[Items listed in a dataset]
⟨

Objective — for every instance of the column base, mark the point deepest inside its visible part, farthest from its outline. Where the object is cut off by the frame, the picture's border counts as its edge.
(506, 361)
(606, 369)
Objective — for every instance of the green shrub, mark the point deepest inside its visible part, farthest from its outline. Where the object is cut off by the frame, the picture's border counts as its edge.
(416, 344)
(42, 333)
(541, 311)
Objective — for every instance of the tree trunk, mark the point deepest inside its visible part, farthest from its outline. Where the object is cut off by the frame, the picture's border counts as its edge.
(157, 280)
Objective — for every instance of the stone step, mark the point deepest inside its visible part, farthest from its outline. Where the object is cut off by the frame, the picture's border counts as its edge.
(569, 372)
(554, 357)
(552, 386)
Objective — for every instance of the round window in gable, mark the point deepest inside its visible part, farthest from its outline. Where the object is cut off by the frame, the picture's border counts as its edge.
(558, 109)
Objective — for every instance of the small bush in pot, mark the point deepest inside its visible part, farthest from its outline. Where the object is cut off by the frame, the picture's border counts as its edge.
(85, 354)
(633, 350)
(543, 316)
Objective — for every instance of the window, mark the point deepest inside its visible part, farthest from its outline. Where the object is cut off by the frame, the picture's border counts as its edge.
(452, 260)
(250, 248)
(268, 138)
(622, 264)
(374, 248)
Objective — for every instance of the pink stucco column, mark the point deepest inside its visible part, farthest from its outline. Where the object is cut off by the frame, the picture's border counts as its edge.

⟩

_TASK BRIEF_. Reproduce the data in its entirety, matching each character.

_TASK RESPONSE_.
Objective — for every instance of the column base, mark the point deepest inside its visible part, farthest from its outline. Where the object is cut off by the frame, the picture's border counts as its edge.
(506, 361)
(606, 369)
Objective — for every instance of the green shrub, mark the point deepest inside its visible part, farthest from its outline. Where the object is cut off by the frame, the picture's border counts as its edge.
(416, 344)
(42, 333)
(541, 311)
Objective — for every instance of the tree trunk, mark the point deepest inside its visible part, farthest from its outline. Where the object is cut off by the frame, the picture's border counts as its edge.
(157, 280)
Objective — for every instance of the stone step, mark the point deepest inside its visible part, farthest from its outline. Where the object is cut off by the frame, the picture's border counts as its edge.
(569, 372)
(554, 357)
(552, 386)
Objective — for every instance of the round window in gable, mark the point deepest inside its visible part, farthest from its outline. Where the object is cut off by the frame, the picture's border counts as its edge.
(558, 109)
Objective — for every instance of the small bush in pot, mark the point deepest inside its visible part, farthest from its outline. Where the object is cut off by the frame, the picture's border counts as its edge.
(85, 354)
(633, 350)
(543, 316)
Objective — for every instance of the window, mark the point deepest inside its visible part, farthest from its outline. Where the object is cut off by the frame, the picture's border counts as its edge.
(452, 260)
(250, 248)
(268, 138)
(622, 264)
(374, 248)
Objective — for every instance of the pink stucco column, mark the point deepest inside its visible part, farthest from its outline. Where the object is cut off by the frame, the picture's border counts as its edge.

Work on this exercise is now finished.